# Exercise:
Give again the part of the records that opens with the line containing "outline tiled roof" and closes with the line containing "264L94 266L129 262L131", switching "permitted" to "allowed" and leaving everything else unchanged.

# Material to process:
———
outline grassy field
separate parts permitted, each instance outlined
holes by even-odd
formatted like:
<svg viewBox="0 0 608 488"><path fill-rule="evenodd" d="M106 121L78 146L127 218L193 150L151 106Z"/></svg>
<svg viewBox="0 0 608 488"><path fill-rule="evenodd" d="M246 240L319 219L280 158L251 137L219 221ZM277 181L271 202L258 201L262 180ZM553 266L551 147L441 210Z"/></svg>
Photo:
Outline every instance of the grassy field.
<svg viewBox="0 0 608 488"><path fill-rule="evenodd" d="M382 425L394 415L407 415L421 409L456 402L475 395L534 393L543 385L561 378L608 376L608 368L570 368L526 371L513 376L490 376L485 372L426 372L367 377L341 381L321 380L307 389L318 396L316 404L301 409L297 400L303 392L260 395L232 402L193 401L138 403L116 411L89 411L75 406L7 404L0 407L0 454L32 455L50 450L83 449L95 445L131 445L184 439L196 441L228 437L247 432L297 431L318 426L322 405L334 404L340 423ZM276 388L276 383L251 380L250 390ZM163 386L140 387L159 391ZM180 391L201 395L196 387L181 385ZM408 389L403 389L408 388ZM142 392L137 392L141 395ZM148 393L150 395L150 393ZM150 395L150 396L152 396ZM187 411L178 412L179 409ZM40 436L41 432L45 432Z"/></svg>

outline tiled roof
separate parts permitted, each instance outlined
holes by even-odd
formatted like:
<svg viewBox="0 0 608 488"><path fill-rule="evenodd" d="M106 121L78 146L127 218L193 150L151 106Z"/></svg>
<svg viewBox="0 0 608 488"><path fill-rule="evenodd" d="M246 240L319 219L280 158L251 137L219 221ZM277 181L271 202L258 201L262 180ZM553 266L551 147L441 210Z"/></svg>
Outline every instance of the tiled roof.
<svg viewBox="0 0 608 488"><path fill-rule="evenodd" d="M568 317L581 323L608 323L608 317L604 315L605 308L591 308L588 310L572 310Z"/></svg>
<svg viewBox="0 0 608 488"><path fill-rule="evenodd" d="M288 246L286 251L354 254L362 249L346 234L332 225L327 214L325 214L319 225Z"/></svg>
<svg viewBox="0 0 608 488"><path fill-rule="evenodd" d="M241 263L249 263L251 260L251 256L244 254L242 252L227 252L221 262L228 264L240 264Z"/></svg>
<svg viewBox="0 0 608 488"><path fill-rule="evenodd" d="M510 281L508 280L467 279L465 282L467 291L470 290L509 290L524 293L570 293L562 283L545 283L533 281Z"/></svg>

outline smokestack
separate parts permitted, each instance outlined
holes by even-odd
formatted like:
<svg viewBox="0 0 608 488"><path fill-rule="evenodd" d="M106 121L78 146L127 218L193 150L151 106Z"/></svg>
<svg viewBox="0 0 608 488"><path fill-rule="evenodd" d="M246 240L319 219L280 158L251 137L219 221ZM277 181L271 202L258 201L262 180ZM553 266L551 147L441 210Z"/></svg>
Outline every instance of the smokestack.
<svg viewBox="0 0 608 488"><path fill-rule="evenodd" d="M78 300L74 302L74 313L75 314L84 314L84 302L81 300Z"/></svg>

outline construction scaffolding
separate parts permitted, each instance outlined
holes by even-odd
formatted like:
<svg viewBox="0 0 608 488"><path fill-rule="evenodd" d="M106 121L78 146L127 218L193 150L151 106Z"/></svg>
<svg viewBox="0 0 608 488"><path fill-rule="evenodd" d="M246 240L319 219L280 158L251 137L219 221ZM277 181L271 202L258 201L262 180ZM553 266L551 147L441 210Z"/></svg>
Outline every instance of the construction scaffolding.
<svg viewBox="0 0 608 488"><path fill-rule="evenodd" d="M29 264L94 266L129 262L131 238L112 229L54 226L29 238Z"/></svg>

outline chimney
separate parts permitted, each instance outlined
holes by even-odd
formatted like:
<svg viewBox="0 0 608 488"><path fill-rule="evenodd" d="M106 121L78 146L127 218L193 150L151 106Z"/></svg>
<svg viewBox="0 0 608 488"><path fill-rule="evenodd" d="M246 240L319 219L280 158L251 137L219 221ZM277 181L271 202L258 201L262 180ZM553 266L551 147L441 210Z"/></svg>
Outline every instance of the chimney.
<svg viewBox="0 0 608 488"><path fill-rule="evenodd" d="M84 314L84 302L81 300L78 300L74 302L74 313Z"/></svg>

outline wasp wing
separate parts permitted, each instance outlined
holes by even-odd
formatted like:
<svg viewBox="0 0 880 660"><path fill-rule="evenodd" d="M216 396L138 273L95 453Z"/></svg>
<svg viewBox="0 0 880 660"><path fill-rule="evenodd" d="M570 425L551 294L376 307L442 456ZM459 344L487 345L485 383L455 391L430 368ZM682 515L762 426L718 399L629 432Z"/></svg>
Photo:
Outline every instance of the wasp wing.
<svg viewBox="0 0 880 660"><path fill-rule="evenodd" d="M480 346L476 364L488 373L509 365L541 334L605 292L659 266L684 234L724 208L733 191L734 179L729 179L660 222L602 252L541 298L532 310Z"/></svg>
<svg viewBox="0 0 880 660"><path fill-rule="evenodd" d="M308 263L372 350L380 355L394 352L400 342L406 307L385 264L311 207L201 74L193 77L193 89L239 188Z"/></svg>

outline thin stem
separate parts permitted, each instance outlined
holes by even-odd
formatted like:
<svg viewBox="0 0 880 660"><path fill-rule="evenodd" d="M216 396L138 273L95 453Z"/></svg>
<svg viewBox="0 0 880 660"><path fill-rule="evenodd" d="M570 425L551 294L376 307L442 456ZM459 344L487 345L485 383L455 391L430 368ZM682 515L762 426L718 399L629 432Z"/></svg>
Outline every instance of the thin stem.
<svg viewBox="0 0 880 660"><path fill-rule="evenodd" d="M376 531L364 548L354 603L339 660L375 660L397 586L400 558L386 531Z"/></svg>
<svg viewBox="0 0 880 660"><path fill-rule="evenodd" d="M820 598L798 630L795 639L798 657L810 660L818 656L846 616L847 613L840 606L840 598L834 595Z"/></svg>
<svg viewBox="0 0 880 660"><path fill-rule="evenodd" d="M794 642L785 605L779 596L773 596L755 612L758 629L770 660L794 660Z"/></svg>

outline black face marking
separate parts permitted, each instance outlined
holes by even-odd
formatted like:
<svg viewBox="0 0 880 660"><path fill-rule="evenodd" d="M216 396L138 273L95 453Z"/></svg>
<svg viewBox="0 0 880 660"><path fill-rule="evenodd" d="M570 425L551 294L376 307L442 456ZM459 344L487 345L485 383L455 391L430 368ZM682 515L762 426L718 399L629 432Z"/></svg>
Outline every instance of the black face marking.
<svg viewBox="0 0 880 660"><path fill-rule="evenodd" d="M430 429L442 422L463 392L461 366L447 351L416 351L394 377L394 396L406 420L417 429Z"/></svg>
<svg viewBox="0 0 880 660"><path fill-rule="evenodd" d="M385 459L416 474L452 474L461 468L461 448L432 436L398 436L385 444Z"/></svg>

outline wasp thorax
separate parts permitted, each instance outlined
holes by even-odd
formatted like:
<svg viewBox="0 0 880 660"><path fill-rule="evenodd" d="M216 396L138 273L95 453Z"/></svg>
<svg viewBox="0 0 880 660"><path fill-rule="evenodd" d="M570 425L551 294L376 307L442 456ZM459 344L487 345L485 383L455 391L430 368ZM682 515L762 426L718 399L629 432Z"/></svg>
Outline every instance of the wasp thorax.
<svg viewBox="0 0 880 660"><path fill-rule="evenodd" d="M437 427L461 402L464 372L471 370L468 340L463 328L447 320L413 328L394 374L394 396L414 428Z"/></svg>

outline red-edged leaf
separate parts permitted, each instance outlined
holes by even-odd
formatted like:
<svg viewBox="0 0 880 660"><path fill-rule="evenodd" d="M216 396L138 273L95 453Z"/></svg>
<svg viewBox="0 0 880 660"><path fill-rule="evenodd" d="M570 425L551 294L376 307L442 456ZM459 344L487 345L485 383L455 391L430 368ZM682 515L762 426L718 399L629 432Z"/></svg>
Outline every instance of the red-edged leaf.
———
# Result:
outline tiled roof
separate parts allowed, each instance outlined
holes by even-odd
formatted like:
<svg viewBox="0 0 608 488"><path fill-rule="evenodd" d="M106 121L78 146L127 218L193 150L151 106Z"/></svg>
<svg viewBox="0 0 608 488"><path fill-rule="evenodd" d="M246 240L319 219L280 158L251 137L219 221ZM277 181L271 202L258 201L262 180ZM553 266L551 147L441 210Z"/></svg>
Outline every instance of the tiled roof.
<svg viewBox="0 0 608 488"><path fill-rule="evenodd" d="M568 317L581 323L608 323L608 317L604 315L605 308L591 308L588 310L572 310Z"/></svg>
<svg viewBox="0 0 608 488"><path fill-rule="evenodd" d="M288 246L286 251L354 254L362 249L346 234L332 225L327 214L325 214L319 225Z"/></svg>
<svg viewBox="0 0 608 488"><path fill-rule="evenodd" d="M241 263L249 263L251 260L251 256L244 254L242 252L227 252L221 262L228 264L240 264Z"/></svg>
<svg viewBox="0 0 608 488"><path fill-rule="evenodd" d="M510 281L508 280L467 279L465 282L467 291L470 290L509 290L524 293L570 293L562 283L545 283L533 281Z"/></svg>

outline smokestack
separate parts allowed, each instance outlined
holes by even-odd
formatted like:
<svg viewBox="0 0 608 488"><path fill-rule="evenodd" d="M106 121L78 146L127 218L193 150L151 106Z"/></svg>
<svg viewBox="0 0 608 488"><path fill-rule="evenodd" d="M246 240L319 219L280 158L251 137L219 221ZM277 181L271 202L258 201L262 180ZM553 266L551 147L441 210Z"/></svg>
Outline every instance of the smokestack.
<svg viewBox="0 0 608 488"><path fill-rule="evenodd" d="M78 300L74 302L74 313L75 314L84 314L84 302L81 300Z"/></svg>

outline construction scaffolding
separate parts allowed, each instance outlined
holes by even-odd
formatted like:
<svg viewBox="0 0 608 488"><path fill-rule="evenodd" d="M106 121L78 146L127 218L193 150L151 106Z"/></svg>
<svg viewBox="0 0 608 488"><path fill-rule="evenodd" d="M246 240L319 219L280 158L251 137L219 221ZM277 181L271 202L258 201L262 180ZM553 266L551 147L441 210Z"/></svg>
Outline every instance of the construction scaffolding.
<svg viewBox="0 0 608 488"><path fill-rule="evenodd" d="M29 264L94 266L129 262L131 238L112 229L54 226L29 238Z"/></svg>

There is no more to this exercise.